-- start Provided information --

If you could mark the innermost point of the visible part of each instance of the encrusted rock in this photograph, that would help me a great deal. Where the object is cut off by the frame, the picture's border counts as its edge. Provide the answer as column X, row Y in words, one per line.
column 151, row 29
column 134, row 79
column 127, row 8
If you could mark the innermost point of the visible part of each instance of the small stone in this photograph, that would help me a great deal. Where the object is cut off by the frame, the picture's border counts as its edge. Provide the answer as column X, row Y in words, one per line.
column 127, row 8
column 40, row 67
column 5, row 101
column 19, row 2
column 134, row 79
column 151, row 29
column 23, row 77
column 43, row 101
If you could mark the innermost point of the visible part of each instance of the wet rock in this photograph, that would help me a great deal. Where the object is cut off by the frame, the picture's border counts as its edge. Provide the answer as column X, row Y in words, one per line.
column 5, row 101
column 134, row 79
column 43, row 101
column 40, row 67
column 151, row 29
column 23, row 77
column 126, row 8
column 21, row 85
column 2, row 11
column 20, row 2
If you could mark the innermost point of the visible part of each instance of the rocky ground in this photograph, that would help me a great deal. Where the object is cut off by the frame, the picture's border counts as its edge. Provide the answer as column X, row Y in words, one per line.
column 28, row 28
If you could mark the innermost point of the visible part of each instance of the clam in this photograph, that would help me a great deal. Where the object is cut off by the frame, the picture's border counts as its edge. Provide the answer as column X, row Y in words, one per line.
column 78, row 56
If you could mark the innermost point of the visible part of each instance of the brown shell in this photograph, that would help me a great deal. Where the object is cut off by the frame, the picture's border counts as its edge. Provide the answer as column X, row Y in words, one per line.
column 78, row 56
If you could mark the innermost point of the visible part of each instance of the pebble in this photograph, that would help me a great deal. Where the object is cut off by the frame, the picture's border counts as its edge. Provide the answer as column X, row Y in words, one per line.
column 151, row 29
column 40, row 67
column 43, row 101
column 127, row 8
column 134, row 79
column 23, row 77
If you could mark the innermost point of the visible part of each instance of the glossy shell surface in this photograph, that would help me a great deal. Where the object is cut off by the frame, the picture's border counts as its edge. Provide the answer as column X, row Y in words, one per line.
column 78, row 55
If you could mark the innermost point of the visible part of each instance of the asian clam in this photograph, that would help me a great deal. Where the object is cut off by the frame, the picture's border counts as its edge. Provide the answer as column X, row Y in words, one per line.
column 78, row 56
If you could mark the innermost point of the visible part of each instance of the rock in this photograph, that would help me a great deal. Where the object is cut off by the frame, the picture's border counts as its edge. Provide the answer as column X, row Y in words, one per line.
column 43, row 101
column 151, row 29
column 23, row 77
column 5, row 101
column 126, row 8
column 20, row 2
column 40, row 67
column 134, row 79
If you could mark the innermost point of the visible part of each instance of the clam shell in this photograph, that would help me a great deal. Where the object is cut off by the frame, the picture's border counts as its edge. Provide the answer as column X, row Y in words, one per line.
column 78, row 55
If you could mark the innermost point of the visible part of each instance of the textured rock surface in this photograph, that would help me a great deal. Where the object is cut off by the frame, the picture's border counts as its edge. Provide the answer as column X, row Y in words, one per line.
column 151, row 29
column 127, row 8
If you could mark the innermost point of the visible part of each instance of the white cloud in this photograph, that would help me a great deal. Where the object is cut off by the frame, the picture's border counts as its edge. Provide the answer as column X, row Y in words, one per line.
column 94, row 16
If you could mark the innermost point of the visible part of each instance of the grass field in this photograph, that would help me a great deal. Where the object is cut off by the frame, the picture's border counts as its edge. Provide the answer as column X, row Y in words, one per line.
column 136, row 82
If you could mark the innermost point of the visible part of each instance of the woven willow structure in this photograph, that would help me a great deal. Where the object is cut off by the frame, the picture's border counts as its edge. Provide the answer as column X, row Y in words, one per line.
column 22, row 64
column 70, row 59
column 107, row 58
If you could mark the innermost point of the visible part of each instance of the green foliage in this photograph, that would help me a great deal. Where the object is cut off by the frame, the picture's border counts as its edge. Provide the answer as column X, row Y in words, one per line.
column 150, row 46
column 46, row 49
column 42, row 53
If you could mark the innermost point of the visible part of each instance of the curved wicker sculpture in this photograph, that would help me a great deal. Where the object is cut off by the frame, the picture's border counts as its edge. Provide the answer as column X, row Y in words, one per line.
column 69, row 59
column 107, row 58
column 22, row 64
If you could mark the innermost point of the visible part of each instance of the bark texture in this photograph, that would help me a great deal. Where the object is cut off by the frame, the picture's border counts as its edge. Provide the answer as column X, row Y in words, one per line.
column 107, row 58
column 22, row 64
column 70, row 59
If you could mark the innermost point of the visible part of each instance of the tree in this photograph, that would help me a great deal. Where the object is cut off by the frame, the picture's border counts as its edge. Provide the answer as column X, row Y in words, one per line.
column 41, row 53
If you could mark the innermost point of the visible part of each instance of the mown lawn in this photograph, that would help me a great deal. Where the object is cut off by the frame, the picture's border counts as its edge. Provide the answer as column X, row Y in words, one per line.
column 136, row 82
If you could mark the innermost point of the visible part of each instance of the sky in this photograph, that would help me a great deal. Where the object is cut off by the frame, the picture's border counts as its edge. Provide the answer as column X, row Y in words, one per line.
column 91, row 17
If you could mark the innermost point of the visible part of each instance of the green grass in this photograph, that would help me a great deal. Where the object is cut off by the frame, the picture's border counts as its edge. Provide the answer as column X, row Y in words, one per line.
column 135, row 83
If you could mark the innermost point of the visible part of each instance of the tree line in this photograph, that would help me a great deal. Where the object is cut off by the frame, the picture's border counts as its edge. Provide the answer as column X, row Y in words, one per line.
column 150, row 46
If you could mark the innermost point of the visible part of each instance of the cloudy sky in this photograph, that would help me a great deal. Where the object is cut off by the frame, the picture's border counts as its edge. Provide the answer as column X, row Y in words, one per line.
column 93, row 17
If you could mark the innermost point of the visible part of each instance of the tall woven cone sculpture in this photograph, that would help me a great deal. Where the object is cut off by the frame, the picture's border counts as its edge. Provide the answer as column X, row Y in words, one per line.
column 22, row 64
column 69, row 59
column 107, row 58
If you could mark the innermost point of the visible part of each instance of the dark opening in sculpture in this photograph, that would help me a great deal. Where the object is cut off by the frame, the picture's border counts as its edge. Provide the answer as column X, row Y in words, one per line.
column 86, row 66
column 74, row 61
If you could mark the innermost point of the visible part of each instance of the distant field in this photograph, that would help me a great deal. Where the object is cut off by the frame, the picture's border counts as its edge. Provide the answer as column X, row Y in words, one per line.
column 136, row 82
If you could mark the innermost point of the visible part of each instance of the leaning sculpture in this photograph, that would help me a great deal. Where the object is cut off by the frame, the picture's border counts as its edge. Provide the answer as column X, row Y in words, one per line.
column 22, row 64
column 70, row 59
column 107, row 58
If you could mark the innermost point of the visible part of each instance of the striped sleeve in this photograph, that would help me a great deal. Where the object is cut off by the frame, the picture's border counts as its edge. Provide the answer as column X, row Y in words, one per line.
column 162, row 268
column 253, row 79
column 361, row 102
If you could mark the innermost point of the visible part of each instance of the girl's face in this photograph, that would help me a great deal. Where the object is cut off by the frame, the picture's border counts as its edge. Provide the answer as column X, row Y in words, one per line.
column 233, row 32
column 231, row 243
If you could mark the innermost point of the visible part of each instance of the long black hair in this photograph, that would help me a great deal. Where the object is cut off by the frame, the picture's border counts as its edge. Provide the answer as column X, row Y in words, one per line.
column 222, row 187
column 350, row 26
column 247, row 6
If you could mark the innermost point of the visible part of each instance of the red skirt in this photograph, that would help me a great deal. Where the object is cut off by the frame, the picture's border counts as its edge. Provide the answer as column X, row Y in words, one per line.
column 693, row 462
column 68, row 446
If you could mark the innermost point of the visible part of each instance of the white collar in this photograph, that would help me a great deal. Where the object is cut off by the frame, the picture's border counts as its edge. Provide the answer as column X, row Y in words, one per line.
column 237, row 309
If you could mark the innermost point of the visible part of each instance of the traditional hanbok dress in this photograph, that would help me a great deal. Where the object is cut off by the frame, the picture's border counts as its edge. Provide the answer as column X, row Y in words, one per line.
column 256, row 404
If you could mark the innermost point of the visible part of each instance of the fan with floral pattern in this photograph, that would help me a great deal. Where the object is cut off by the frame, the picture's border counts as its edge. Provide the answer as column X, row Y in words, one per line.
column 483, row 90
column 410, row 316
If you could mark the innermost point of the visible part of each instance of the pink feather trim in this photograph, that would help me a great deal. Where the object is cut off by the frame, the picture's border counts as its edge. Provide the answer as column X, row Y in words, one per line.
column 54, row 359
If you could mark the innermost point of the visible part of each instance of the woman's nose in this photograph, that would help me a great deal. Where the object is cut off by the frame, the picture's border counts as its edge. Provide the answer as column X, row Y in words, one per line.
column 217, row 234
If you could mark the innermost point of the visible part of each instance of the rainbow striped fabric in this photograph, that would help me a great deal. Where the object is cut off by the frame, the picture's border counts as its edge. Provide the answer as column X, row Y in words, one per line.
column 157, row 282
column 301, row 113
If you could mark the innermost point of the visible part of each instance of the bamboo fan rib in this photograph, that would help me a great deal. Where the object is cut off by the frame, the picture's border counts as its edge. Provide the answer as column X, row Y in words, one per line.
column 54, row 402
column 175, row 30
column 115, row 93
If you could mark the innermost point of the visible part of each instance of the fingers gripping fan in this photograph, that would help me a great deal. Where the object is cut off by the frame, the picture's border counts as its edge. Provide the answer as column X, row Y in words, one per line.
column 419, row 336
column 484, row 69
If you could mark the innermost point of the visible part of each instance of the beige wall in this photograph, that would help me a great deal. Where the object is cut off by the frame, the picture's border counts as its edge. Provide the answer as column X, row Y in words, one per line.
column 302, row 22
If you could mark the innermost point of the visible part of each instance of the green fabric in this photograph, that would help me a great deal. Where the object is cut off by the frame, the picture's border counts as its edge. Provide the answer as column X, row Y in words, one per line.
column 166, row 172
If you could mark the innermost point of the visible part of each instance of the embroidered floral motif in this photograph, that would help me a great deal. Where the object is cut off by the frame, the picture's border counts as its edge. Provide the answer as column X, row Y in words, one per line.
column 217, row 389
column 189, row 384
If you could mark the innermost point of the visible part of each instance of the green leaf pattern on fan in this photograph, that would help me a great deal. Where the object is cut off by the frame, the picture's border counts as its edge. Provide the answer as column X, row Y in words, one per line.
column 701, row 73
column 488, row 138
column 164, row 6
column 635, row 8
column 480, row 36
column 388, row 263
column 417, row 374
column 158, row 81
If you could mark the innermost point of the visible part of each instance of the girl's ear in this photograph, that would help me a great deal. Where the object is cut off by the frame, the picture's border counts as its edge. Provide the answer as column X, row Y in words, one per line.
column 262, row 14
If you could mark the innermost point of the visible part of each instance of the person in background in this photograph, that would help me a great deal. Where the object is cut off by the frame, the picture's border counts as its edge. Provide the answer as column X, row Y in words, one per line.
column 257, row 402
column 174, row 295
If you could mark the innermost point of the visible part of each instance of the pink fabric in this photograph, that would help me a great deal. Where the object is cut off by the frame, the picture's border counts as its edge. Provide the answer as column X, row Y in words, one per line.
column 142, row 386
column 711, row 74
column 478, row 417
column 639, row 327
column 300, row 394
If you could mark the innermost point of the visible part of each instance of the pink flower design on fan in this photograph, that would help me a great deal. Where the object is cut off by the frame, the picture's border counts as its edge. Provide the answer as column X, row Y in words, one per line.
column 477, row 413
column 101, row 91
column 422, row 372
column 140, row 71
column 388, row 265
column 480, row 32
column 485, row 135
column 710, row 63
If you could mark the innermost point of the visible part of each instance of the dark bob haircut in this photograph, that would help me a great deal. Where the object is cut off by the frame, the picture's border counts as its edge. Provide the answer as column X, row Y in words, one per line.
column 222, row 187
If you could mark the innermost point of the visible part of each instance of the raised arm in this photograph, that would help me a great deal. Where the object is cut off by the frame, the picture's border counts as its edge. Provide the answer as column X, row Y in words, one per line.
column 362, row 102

-- end Provided information --

**What to do**
Write out again, exactly, the lines from the one holding "of the raised" through the end of the listing, with both ends included.

**Task answer**
If you could mark the innermost point of the visible part of each instance of the raised arm in this photograph, that would help me a great deal. Where the object is cut off by the frame, the picture's border counts as its edge. Provide the answer as column X, row Y in words, one per line.
column 362, row 102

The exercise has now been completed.